___ TEKSTFRAGMENT ___

In het onderhavige besluit wordt de bevoegdheid om op grond van de bovengenoemde wetten bestuursdwang toe te passen eveneens gemandateerd aan de korpschef van het regionaal politiekorps Amsterdam-Amstelland. De medewerkers van - ondermeer - het regionaal politiekorps Amsterdam-Amstelland zijn op grond van artikel 87, tweede lid, Wp2000 en artikel 158, eerste lid, WVW 1994 weliswaar belast met het toezicht op de naleving van deze wetten en de daarop gebaseerde regelgeving, maar beschikken niet over de hierboven genoemde bevoegdheid tot toepassing van bestuursdwang.

___ GEËXTRAHEERD MATERIAAL ___

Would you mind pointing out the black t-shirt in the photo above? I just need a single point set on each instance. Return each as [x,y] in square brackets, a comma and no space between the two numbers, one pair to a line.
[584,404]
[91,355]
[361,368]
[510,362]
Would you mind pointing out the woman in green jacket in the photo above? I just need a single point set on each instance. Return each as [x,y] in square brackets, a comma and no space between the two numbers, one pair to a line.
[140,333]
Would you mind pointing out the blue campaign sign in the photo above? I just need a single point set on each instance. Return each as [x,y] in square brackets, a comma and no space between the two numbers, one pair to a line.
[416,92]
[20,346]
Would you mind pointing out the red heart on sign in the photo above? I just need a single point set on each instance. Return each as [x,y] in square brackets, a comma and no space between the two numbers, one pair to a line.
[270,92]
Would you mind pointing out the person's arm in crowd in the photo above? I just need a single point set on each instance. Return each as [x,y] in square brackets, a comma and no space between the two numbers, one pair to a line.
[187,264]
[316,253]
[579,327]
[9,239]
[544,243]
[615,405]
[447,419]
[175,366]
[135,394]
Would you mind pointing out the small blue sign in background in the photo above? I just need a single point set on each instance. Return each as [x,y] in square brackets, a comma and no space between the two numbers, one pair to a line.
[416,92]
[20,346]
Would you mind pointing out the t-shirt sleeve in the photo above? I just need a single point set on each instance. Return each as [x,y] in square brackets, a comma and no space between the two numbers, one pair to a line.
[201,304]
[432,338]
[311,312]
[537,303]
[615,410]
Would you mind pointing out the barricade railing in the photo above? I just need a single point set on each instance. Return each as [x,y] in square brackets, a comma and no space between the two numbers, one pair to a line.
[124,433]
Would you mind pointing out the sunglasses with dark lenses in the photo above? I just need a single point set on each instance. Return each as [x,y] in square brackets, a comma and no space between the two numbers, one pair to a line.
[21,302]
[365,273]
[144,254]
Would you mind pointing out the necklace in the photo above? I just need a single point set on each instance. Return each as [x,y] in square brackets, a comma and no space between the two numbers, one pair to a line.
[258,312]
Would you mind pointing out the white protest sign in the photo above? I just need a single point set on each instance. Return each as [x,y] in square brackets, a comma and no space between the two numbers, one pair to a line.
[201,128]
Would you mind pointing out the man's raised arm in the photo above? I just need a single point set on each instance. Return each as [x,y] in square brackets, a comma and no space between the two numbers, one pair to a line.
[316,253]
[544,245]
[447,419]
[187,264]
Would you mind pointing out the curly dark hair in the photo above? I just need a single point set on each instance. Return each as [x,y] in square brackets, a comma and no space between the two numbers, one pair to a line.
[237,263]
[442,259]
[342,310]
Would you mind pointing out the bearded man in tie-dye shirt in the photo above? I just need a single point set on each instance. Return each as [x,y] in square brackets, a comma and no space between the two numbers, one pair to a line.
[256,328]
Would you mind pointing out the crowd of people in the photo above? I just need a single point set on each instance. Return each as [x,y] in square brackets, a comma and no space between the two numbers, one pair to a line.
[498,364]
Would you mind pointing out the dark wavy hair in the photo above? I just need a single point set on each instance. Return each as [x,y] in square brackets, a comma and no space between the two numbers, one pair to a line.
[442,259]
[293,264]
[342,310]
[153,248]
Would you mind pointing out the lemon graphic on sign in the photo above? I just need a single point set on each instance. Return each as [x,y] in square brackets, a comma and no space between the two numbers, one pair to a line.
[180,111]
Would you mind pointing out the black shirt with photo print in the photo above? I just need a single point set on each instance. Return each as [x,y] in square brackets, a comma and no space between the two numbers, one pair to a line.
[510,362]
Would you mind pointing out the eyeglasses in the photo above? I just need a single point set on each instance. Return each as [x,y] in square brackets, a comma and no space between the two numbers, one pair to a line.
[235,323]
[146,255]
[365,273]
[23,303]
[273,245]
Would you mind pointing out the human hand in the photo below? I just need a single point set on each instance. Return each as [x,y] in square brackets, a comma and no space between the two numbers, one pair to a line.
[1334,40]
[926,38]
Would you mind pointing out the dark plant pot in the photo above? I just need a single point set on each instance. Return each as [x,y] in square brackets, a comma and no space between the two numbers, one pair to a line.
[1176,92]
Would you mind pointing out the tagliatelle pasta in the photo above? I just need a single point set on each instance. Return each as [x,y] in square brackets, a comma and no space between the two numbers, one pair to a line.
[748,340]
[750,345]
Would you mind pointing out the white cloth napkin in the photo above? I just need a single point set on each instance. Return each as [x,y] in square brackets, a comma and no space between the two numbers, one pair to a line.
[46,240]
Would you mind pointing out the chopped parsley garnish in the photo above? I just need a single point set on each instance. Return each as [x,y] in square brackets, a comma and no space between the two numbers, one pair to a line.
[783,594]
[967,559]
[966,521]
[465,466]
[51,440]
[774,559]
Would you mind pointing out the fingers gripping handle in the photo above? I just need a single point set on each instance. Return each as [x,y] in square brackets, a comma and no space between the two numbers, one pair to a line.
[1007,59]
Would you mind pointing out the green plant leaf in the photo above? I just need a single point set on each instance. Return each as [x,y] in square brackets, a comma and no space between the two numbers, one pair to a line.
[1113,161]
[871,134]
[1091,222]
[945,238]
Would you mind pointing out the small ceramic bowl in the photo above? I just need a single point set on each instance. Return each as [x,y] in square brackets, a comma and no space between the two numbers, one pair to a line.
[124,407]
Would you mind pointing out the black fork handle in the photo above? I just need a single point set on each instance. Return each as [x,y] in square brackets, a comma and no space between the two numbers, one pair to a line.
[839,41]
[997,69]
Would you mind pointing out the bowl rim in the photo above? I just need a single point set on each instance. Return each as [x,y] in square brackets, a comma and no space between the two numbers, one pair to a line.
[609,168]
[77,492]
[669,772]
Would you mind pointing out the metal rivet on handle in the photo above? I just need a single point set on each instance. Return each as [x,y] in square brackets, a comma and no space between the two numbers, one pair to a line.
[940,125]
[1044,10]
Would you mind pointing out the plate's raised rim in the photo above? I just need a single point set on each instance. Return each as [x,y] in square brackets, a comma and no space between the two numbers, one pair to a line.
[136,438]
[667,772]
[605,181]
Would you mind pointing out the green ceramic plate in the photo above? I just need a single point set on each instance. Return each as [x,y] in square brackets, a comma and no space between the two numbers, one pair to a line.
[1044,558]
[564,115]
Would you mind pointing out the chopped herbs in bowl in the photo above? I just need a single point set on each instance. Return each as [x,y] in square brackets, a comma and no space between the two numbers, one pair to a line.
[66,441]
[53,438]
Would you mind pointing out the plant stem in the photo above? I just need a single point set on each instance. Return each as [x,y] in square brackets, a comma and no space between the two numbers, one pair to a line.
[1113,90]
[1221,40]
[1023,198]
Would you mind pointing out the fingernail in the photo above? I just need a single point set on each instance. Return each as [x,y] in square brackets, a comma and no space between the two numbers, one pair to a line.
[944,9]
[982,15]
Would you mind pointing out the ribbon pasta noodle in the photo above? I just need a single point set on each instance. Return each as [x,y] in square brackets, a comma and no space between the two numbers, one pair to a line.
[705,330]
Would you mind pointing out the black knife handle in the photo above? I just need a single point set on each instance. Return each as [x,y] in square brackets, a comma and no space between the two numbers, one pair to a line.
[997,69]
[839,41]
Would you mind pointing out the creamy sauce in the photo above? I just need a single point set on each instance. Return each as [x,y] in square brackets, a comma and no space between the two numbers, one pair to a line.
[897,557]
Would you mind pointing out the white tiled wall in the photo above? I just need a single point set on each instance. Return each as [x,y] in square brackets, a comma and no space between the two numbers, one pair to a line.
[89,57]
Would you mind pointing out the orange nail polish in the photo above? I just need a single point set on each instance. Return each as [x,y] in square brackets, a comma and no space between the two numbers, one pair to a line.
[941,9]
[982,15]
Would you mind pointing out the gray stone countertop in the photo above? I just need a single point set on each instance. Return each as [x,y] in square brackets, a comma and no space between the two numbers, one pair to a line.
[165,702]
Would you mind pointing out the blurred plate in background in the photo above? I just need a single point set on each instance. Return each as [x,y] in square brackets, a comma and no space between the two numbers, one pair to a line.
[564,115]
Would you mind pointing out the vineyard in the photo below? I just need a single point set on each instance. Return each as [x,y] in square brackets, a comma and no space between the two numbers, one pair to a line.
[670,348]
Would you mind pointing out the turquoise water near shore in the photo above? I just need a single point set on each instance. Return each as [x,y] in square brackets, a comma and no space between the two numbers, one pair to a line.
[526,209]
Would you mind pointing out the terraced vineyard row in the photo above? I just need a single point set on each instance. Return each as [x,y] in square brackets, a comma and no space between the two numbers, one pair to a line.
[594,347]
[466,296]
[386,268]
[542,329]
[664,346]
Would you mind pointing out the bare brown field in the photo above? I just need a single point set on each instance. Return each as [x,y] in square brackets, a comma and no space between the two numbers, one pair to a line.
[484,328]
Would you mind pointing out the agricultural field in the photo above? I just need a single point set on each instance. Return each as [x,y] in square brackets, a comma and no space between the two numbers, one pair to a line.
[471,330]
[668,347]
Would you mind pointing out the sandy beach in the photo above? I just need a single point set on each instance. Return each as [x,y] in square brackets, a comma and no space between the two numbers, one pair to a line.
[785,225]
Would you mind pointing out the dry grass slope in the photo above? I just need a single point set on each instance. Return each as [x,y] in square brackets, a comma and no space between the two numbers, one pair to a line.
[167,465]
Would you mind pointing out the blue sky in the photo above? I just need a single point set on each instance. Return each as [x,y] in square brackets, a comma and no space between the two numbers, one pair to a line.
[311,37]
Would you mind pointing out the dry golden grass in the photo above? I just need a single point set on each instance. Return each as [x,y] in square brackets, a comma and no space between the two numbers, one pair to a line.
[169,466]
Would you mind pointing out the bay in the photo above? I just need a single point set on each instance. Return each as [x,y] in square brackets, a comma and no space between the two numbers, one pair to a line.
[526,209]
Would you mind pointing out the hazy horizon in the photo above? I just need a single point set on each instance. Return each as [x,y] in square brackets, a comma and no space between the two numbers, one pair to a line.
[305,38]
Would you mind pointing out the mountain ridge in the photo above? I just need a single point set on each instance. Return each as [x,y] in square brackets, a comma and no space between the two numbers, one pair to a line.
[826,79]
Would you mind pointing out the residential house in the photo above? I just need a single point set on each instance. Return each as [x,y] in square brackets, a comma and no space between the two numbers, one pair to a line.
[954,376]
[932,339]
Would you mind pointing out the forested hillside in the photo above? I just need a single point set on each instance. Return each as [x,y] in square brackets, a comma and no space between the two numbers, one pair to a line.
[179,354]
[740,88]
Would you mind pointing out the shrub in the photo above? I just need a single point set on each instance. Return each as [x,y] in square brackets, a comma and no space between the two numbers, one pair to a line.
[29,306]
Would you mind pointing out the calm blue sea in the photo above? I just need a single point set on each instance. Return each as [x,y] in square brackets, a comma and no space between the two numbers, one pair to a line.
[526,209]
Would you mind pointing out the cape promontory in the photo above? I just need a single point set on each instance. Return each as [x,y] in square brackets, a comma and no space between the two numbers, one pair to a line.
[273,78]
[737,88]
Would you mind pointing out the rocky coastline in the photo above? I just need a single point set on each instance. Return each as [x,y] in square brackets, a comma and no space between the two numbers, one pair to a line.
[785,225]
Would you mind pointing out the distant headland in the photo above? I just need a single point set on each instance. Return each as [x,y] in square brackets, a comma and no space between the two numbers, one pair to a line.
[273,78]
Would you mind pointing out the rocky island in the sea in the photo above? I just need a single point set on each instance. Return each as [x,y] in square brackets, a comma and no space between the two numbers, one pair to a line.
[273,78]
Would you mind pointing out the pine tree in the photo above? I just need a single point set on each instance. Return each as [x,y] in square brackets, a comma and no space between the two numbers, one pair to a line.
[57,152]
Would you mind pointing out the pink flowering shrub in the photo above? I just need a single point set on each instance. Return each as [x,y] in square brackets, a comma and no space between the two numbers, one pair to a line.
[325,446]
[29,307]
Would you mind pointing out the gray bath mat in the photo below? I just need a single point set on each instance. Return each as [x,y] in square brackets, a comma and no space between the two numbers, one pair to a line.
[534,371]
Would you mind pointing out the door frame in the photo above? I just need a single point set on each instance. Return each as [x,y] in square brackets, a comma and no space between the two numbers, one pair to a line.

___

OPDRACHTEN —
- a) Schrijf een deel van het tekstfragment letterlijk over: begin bij de woorden "In het onderhavige" en stop na "toepassing van bestuursdwang.".
- b) Beoordeel of elke bewering hieronder klopt met het tekstfragment. Antwoord telkens met ja of nee en citeer de doorslaggevende woorden uit het tekstfragment letterlijk.
(i) De bevoegdheid om bestuursdwang toe te passen wordt gemandateerd aan de korpschef van het regionaal politiekorps Amsterdam-Amstelland.
(ii) De medewerkers van het regionaal politiekorps Amsterdam-Amstelland beschikken over de bevoegdheid tot toepassing van bestuursdwang.
(iii) Het toezicht door deze medewerkers berust op artikel 87, derde lid, Wp2000.
De vermeldingen staan los van het tekstfragment.

ANTWOORDEN —
- a)
In het onderhavige besluit wordt de bevoegdheid om op grond van de bovengenoemde wetten bestuursdwang toe te passen eveneens gemandateerd aan de korpschef van het regionaal politiekorps Amsterdam-Amstelland. De medewerkers van - ondermeer - het regionaal politiekorps Amsterdam-Amstelland zijn op grond van artikel 87, tweede lid, Wp2000 en artikel 158, eerste lid, WVW 1994 weliswaar belast met het toezicht op de naleving van deze wetten en de daarop gebaseerde regelgeving, maar beschikken niet over de hierboven genoemde bevoegdheid tot toepassing van bestuursdwang.

- b)
(i) Ja: "eveneens gemandateerd aan de korpschef van het regionaal politiekorps Amsterdam-Amstelland"
(ii) Nee: "maar beschikken niet over de hierboven genoemde bevoegdheid tot toepassing van bestuursdwang"
(iii) Nee: "artikel 87, tweede lid, Wp2000"